• _GIVEN EXERCISE 1_
Print the lines of the listing below exactly as they appear, starting with the line that contains "Mark one point on every instance of the white panel" and continuing through the end of the listing.

─── SOURCE EXCERPT

Like any good team sport, ESG reporting needs clear leadership, defined roles and a playbook everyone understands. And finance is best placed to lead the side.
ESG reporting is no longer the exclusive domain of sustainability or compliance teams. As stakeholder expectations rise and regulation evolves, responsibility for delivering clear, auditable ESG data is increasingly shifting towards finance. But this shift can’t succeed in isolation.
The reality is that ESG reporting spans multiple departments – from operations and HR to risk and supply chain. That’s why it must be approached as a cross-functional effort, with finance taking the captain’s role in setting direction and keeping the team aligned on the strategy. Only finance has the systems, standards and oversight to deliver ESG data with the same integrity as financial reporting.
To lead effectively, CFOs must embed ESG into core finance cycles: planning, budgeting, forecasting, investment decision-making. This means establishing ESG as a strategic input, building the workflows, controls and cross-functional collaboration needed to make that shift stick.

──────
─── EXERCISE MATERIALS

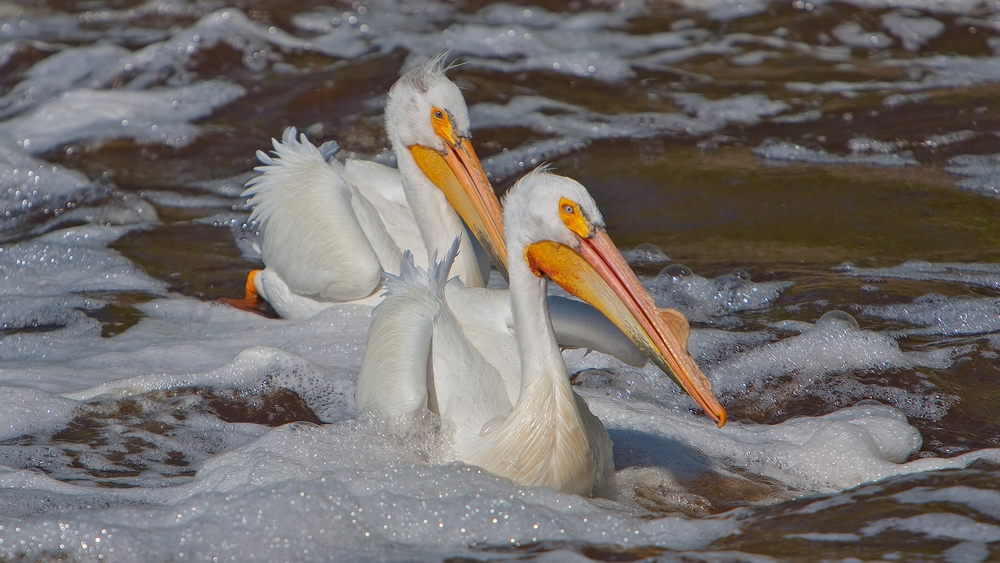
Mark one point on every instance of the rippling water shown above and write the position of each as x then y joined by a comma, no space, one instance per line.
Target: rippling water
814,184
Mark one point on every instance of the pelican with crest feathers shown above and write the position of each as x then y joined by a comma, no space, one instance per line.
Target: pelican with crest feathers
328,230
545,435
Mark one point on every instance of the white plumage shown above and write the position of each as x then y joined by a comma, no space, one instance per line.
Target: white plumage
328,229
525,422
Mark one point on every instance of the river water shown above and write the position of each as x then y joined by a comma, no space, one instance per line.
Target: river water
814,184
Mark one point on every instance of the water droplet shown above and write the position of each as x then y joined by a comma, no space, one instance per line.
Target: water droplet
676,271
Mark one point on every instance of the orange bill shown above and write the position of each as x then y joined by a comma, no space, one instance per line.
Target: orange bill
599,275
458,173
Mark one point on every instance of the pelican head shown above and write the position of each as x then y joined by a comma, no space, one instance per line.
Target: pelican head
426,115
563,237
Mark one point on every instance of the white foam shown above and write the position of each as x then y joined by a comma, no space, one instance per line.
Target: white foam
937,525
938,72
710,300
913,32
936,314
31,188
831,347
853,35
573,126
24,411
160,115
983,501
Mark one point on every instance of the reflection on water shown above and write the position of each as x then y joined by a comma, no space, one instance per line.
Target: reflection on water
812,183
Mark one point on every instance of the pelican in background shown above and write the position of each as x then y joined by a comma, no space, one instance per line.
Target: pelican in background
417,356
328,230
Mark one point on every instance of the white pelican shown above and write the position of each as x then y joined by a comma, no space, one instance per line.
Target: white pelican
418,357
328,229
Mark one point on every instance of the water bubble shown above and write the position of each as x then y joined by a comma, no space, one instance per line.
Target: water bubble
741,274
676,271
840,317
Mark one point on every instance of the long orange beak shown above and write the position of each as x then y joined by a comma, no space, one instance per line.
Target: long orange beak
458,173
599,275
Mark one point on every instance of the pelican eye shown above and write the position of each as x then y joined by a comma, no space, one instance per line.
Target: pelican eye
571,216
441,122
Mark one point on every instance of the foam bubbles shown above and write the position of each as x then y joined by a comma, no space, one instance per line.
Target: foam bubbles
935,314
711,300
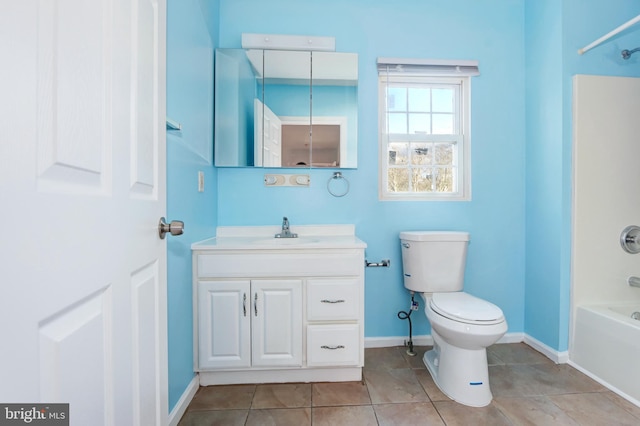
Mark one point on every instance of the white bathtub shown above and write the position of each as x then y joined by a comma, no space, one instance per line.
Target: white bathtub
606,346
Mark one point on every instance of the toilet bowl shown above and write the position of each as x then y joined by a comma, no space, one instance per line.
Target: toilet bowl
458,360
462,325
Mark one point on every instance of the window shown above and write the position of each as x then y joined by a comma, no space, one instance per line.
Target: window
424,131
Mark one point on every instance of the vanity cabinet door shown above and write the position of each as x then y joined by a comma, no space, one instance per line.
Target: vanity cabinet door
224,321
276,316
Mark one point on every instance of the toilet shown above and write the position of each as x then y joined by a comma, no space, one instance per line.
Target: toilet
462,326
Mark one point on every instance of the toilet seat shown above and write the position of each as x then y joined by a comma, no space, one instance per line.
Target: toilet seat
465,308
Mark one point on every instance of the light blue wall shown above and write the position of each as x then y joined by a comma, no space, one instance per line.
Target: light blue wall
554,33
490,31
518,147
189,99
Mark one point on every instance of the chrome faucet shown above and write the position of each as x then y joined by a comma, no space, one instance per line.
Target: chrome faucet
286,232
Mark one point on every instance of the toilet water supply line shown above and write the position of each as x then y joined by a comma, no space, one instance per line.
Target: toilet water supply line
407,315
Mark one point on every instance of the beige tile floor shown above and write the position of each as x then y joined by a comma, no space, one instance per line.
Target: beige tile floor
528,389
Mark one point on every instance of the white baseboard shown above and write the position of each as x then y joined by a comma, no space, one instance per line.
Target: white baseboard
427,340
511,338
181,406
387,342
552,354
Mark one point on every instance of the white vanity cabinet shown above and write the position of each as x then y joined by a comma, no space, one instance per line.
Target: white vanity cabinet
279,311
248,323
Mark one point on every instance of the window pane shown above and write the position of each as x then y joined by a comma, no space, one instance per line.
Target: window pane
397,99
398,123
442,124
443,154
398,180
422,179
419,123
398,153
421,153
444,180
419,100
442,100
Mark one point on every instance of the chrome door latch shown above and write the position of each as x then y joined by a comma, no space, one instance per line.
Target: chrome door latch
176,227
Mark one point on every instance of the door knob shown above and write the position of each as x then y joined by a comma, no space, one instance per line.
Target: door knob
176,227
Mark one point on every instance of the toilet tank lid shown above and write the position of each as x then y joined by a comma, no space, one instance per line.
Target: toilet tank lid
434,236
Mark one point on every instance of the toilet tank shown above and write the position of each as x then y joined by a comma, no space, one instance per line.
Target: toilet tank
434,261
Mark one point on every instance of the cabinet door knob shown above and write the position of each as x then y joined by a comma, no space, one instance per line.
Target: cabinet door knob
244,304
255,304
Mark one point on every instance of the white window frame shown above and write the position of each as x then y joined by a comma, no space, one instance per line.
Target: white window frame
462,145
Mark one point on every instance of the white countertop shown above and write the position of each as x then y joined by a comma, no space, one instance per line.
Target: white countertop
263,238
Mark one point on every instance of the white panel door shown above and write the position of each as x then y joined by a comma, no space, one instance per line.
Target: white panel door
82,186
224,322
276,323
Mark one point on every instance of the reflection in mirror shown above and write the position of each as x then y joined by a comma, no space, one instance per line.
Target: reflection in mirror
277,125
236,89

──────

• _GIVEN EXERCISE 2_
According to the passage on ESG reporting, which core finance cycles must CFOs embed ESG into?

• _WRITTEN REPLY 1_
Mark one point on every instance of the white panel door shown above and write the position of each as x then y joined by a comma, no space, one instance per line.
Target: white panel door
82,186
224,322
276,323
Mark one point on every instance of the reflection in mirror shown above and write the position of each as x then y joined by a comma, no space, one instance per line.
Target: reflection in mirror
277,125
236,89

• _WRITTEN REPLY 2_
Planning, budgeting, forecasting, and investment decision-making.